* [Source document]
****
USIP Backs Project to Assess Attacks on Health Care Workers in Conflicts
The U.S. Institute of Peace (USIP) has awarded a grant to support a pathbreaking effort to systematically track attacks on health care workers and facilities in Burma—creating an analytical tool that ultimately can be used globally and that should become a foundation for efforts to prevent such attacks and promote accountability for those perpetrating them.
USIP’s $113,992 grant to The Johns Hopkins Bloomberg School of Public Health will allow researchers there to develop, test and validate a data-driven instrument designed to track attacks on health care workers in armed conflicts.
Attacks on health facilities, health workers, ambulances and patients are a major feature of some armed conflicts. In a recent report, the International Committee of the Red Cross found that “in terms of people affected, violence, both real and threatened against health care workers, facilities and beneficiaries is one of the biggest, most complex and yet most under-recognized humanitarian issues today.”
****
* [Dataset extract]
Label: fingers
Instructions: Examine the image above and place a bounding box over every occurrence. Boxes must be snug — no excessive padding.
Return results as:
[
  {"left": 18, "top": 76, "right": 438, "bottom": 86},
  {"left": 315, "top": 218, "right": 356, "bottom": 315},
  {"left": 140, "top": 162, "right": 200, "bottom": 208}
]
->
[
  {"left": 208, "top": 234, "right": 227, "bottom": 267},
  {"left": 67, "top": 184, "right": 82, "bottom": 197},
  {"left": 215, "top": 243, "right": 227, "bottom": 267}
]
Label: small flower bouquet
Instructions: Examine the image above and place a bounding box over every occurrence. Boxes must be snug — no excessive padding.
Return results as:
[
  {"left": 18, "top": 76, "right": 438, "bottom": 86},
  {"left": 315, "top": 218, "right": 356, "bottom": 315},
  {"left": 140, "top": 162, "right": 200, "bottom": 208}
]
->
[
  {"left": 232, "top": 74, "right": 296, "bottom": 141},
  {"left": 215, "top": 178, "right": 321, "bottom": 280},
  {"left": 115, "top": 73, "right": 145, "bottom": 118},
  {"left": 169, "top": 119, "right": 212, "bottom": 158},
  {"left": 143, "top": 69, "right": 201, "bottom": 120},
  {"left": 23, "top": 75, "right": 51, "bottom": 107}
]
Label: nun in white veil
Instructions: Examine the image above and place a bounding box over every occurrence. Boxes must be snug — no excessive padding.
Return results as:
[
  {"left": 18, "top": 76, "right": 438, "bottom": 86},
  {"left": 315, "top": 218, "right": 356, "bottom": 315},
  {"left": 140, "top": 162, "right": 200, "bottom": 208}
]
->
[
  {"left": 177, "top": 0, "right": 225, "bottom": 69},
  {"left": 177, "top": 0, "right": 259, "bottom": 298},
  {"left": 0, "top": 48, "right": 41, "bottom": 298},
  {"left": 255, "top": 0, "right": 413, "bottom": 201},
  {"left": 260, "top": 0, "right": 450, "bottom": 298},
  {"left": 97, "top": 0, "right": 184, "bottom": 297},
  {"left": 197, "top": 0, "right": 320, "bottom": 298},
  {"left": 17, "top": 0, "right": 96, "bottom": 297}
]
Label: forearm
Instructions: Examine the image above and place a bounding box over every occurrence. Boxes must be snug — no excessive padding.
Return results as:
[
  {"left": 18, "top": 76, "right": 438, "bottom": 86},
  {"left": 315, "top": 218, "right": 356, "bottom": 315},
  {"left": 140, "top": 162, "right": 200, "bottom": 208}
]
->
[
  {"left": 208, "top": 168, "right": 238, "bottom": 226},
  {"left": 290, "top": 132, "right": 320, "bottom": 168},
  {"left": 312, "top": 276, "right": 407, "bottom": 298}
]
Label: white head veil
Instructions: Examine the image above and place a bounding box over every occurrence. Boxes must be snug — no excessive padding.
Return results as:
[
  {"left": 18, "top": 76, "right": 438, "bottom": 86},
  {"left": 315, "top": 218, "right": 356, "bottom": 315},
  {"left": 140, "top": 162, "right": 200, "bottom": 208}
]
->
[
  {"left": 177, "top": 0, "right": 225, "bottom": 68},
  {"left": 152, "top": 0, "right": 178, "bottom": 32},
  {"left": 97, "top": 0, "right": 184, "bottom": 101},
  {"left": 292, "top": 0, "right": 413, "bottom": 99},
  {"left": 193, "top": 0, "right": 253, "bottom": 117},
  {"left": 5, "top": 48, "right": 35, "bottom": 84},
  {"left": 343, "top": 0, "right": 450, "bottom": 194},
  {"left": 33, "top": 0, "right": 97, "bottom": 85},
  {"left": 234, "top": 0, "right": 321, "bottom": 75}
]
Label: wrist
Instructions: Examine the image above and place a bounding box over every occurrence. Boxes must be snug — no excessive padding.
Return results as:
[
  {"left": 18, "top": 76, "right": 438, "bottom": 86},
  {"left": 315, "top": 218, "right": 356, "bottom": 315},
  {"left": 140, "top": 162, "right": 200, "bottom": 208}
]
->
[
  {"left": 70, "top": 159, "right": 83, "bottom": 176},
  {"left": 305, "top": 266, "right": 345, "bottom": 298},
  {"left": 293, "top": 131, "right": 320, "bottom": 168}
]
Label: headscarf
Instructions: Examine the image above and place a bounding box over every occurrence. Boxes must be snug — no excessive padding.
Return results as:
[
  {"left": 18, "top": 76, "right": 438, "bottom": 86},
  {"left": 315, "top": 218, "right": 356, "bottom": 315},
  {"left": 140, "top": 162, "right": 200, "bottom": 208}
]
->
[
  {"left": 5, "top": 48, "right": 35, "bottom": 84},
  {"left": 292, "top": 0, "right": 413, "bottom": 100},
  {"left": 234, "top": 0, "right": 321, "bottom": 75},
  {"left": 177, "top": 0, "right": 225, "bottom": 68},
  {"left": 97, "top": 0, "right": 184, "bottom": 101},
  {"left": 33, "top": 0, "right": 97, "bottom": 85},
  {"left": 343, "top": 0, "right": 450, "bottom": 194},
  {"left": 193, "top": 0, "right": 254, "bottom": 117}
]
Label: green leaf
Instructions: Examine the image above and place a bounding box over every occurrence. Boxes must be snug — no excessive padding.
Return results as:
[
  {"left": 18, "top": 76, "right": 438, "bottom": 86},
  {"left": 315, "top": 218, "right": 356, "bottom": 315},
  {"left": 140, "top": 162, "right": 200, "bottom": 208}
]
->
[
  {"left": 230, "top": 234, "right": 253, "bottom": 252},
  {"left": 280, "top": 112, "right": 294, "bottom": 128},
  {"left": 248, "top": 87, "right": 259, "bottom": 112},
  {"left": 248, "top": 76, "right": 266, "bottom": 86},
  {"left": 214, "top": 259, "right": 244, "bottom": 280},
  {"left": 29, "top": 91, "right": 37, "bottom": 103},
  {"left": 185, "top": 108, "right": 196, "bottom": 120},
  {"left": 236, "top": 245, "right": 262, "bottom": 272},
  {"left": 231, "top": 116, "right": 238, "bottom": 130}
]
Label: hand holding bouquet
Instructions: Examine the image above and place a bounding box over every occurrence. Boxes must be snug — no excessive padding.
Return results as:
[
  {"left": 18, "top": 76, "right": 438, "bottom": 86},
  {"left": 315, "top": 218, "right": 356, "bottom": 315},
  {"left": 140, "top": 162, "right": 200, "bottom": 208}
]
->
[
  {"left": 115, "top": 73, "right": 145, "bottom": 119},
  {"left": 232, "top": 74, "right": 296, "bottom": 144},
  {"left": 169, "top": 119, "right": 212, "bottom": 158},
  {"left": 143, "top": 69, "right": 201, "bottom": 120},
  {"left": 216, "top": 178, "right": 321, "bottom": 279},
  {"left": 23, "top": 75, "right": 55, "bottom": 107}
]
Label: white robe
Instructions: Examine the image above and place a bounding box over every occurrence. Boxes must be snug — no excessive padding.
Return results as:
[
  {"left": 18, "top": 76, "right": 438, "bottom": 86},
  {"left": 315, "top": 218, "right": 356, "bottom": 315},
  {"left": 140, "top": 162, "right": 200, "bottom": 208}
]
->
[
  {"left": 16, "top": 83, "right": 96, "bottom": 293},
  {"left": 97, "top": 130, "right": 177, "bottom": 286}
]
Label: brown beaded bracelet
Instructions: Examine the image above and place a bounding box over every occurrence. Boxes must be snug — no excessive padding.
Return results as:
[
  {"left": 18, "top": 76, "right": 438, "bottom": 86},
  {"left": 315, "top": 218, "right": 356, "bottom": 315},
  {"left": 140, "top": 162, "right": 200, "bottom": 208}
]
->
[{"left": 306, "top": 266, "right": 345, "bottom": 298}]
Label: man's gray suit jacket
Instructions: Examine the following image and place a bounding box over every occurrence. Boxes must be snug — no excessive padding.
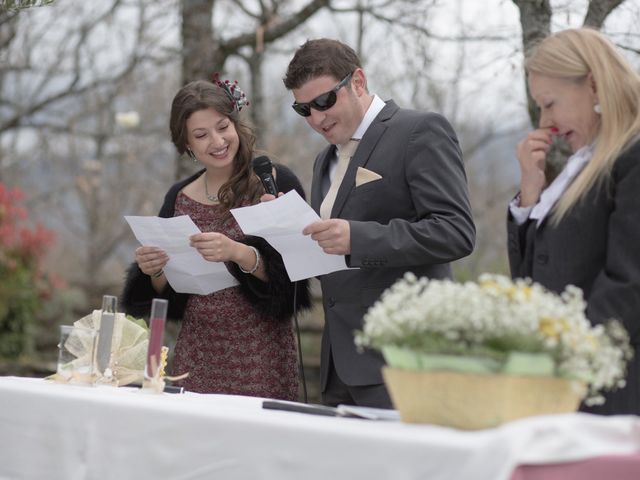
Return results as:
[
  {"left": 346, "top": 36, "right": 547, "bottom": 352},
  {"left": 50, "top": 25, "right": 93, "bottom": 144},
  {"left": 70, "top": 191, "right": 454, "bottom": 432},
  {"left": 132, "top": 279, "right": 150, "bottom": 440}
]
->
[{"left": 311, "top": 101, "right": 475, "bottom": 391}]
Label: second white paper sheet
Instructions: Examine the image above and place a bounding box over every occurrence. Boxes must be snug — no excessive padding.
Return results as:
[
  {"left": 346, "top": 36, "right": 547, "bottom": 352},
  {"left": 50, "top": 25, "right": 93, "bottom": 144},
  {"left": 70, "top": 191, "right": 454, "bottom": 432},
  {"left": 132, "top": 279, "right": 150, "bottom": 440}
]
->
[
  {"left": 231, "top": 190, "right": 349, "bottom": 282},
  {"left": 124, "top": 215, "right": 238, "bottom": 295}
]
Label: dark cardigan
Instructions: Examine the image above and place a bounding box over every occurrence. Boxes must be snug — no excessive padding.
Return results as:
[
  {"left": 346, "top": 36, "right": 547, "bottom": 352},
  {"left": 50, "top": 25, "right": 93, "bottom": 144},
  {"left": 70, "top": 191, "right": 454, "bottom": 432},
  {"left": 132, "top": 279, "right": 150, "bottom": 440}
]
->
[{"left": 120, "top": 164, "right": 311, "bottom": 320}]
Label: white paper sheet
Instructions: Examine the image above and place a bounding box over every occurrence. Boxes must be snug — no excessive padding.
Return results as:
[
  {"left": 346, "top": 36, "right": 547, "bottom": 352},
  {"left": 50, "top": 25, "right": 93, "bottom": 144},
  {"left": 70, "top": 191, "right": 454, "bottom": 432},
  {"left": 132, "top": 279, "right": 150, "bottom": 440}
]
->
[
  {"left": 124, "top": 215, "right": 238, "bottom": 295},
  {"left": 231, "top": 190, "right": 349, "bottom": 282}
]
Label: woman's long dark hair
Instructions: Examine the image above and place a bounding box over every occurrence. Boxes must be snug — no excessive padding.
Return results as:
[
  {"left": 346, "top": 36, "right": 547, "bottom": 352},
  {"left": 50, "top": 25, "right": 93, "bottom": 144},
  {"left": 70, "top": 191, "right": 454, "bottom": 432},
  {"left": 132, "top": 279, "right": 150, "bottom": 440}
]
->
[{"left": 169, "top": 80, "right": 264, "bottom": 212}]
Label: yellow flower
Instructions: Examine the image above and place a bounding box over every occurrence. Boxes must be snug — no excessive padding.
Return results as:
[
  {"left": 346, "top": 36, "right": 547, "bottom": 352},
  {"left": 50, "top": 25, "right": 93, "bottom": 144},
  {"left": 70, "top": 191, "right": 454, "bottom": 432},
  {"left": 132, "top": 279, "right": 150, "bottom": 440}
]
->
[{"left": 538, "top": 317, "right": 569, "bottom": 338}]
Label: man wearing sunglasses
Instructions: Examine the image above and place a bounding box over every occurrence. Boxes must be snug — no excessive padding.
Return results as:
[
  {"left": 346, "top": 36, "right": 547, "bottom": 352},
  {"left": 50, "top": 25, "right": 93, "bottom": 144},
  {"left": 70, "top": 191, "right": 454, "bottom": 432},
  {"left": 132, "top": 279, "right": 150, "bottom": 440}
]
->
[{"left": 284, "top": 39, "right": 475, "bottom": 408}]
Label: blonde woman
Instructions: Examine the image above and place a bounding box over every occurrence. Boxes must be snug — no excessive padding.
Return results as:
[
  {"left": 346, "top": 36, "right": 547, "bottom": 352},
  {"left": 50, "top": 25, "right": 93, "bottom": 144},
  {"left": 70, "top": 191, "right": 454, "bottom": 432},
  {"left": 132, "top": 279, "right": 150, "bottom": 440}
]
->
[{"left": 508, "top": 28, "right": 640, "bottom": 414}]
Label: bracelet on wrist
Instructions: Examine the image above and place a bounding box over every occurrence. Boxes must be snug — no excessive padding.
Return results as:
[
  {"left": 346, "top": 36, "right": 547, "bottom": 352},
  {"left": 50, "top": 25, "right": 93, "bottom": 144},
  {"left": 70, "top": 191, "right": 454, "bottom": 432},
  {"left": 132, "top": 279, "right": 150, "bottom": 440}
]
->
[{"left": 238, "top": 245, "right": 260, "bottom": 274}]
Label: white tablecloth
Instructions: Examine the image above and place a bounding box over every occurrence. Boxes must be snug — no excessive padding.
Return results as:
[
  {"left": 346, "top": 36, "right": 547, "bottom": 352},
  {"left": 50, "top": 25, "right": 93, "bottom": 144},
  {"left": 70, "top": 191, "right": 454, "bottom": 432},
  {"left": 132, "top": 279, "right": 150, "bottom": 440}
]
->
[{"left": 0, "top": 377, "right": 640, "bottom": 480}]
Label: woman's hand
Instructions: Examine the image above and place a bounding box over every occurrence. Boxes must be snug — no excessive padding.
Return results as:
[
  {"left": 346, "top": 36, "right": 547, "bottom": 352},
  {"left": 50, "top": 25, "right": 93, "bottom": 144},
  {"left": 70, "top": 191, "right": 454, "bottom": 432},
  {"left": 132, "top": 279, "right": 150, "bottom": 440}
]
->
[
  {"left": 517, "top": 128, "right": 553, "bottom": 207},
  {"left": 189, "top": 232, "right": 245, "bottom": 263},
  {"left": 135, "top": 246, "right": 169, "bottom": 276}
]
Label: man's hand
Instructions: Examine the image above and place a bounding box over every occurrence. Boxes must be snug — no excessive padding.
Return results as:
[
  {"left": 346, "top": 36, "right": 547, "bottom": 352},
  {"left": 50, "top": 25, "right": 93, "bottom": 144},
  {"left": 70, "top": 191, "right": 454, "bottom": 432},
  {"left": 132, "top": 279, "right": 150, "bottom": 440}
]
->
[{"left": 302, "top": 218, "right": 351, "bottom": 255}]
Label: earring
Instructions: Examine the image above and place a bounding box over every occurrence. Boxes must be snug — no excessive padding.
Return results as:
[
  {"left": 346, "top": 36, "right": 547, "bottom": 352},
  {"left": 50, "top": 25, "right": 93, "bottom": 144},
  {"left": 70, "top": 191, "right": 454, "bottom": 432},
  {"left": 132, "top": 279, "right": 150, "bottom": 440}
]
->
[{"left": 187, "top": 147, "right": 198, "bottom": 163}]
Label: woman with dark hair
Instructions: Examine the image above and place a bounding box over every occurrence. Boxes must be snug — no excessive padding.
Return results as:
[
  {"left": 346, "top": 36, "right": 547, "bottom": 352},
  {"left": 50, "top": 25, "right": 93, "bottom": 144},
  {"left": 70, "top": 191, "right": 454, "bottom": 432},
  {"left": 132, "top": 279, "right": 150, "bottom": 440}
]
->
[{"left": 122, "top": 80, "right": 309, "bottom": 400}]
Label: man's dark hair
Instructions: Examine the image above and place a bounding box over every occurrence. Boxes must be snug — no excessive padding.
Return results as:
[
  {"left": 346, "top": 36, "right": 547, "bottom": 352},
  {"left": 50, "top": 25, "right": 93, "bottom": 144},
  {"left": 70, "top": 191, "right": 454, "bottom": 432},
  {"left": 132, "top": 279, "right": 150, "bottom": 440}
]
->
[{"left": 282, "top": 38, "right": 362, "bottom": 90}]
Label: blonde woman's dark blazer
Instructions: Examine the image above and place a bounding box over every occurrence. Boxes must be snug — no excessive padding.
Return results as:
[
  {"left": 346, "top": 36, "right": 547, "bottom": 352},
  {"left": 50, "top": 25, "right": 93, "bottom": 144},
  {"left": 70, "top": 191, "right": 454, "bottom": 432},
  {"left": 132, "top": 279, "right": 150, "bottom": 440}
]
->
[{"left": 507, "top": 142, "right": 640, "bottom": 415}]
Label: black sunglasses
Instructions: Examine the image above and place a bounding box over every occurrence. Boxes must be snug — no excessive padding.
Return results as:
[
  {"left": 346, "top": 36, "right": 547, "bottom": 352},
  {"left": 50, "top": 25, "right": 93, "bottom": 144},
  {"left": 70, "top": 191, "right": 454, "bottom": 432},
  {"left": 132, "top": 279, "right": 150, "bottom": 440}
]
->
[{"left": 291, "top": 72, "right": 353, "bottom": 117}]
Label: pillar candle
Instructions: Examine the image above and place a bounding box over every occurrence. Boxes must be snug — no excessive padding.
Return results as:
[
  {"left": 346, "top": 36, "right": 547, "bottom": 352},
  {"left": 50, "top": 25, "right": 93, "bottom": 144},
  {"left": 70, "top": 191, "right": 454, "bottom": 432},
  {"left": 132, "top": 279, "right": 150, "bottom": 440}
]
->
[{"left": 144, "top": 298, "right": 169, "bottom": 379}]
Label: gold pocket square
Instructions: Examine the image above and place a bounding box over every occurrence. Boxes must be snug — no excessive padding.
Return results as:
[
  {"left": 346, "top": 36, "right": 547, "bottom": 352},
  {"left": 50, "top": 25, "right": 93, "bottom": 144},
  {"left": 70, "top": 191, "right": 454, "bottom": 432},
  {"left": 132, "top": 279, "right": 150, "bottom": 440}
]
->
[{"left": 356, "top": 167, "right": 382, "bottom": 187}]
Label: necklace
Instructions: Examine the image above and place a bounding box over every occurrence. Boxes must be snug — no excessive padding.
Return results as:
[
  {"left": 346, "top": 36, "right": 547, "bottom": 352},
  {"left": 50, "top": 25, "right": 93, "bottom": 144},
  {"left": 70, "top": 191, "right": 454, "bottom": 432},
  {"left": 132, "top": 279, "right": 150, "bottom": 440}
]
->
[{"left": 202, "top": 171, "right": 219, "bottom": 203}]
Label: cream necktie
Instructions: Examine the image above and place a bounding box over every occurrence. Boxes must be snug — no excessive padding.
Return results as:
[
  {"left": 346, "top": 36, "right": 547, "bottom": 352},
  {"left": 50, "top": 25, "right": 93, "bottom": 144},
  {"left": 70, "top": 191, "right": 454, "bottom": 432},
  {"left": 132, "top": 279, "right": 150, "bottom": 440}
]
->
[{"left": 320, "top": 138, "right": 359, "bottom": 220}]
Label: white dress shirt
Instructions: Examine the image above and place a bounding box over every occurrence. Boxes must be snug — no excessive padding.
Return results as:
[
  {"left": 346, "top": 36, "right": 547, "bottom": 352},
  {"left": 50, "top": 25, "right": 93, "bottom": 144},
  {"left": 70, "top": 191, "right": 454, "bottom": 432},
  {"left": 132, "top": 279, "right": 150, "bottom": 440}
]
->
[
  {"left": 509, "top": 144, "right": 595, "bottom": 227},
  {"left": 329, "top": 94, "right": 386, "bottom": 180}
]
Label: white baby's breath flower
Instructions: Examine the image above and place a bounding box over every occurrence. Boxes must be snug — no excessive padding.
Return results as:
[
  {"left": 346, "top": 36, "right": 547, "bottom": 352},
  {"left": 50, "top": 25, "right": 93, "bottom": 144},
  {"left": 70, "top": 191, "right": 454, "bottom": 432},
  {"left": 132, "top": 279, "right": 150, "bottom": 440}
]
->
[
  {"left": 356, "top": 273, "right": 631, "bottom": 403},
  {"left": 116, "top": 110, "right": 140, "bottom": 128}
]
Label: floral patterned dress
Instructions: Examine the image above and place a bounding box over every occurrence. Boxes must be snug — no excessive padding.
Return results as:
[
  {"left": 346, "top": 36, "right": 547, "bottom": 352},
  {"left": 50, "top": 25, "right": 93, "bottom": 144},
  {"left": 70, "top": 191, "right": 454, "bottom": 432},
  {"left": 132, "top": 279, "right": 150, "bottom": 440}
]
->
[{"left": 173, "top": 193, "right": 298, "bottom": 400}]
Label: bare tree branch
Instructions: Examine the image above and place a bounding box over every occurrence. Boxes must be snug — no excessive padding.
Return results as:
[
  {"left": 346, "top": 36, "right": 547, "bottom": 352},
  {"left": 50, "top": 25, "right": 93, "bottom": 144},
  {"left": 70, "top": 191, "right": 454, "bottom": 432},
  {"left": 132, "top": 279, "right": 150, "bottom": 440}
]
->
[{"left": 584, "top": 0, "right": 624, "bottom": 30}]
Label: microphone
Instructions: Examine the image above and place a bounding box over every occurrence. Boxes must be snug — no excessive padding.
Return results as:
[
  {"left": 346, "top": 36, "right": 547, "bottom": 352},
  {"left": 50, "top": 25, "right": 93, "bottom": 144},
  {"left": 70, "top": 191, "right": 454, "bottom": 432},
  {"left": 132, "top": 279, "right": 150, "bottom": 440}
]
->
[{"left": 253, "top": 155, "right": 278, "bottom": 197}]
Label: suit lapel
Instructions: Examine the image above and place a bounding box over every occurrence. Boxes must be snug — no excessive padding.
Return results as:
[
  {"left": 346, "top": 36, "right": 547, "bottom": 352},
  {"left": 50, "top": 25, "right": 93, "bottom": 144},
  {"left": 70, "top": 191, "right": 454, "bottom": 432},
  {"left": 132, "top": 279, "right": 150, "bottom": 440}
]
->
[
  {"left": 311, "top": 145, "right": 336, "bottom": 213},
  {"left": 331, "top": 104, "right": 398, "bottom": 218}
]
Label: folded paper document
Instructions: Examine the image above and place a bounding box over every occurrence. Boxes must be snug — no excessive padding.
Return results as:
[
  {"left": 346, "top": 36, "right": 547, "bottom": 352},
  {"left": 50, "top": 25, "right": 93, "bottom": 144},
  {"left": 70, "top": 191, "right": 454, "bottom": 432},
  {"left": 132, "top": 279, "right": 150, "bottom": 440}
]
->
[
  {"left": 124, "top": 215, "right": 238, "bottom": 295},
  {"left": 231, "top": 190, "right": 348, "bottom": 282}
]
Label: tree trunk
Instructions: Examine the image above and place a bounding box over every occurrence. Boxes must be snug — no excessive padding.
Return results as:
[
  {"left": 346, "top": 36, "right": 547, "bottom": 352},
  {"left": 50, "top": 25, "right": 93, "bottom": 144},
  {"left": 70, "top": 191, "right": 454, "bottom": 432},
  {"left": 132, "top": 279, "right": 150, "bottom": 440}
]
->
[
  {"left": 584, "top": 0, "right": 624, "bottom": 30},
  {"left": 174, "top": 0, "right": 215, "bottom": 180},
  {"left": 247, "top": 50, "right": 267, "bottom": 149},
  {"left": 513, "top": 0, "right": 551, "bottom": 127}
]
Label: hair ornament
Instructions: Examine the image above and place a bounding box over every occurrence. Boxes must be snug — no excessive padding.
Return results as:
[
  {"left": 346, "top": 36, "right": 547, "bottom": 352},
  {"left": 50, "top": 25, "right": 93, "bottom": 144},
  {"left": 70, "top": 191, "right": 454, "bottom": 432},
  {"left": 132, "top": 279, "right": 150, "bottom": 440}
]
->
[{"left": 212, "top": 72, "right": 249, "bottom": 112}]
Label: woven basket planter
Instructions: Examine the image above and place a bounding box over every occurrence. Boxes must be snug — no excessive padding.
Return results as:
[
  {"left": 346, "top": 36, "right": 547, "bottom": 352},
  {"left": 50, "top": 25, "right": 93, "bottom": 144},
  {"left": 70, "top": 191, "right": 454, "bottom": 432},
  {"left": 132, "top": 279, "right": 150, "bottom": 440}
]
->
[{"left": 382, "top": 367, "right": 585, "bottom": 430}]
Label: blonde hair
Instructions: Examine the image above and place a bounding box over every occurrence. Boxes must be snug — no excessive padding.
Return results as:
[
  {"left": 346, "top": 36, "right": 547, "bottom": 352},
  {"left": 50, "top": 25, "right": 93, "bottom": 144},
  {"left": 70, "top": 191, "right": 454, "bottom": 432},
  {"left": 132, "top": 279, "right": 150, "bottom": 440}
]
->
[{"left": 525, "top": 28, "right": 640, "bottom": 219}]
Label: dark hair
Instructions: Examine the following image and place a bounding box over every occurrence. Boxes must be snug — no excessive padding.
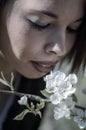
****
* [Activity] Print the passage of the health care attacks article that starts with "USIP’s $113,992 grant" and ends with "in armed conflicts.". The entries have nothing to do with the article on attacks against health care workers.

* [Response box]
USIP’s $113,992 grant to The Johns Hopkins Bloomberg School of Public Health will allow researchers there to develop, test and validate a data-driven instrument designed to track attacks on health care workers in armed conflicts.